__WORK TO DO__. Copy the entries below word for word, leaving out the pictures.

Stored entries:
## BEGIN

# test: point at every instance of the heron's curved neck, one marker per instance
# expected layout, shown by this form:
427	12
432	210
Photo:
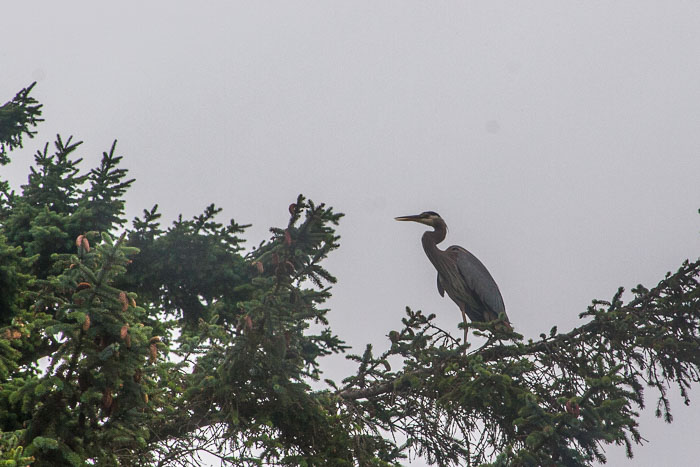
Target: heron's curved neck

## END

__FINAL ANSWER__.
# test: point at every instance of the heron's curved neck, one marker per instance
# expected layout, shown by this form:
427	12
432	210
Photo:
Target: heron's curved neck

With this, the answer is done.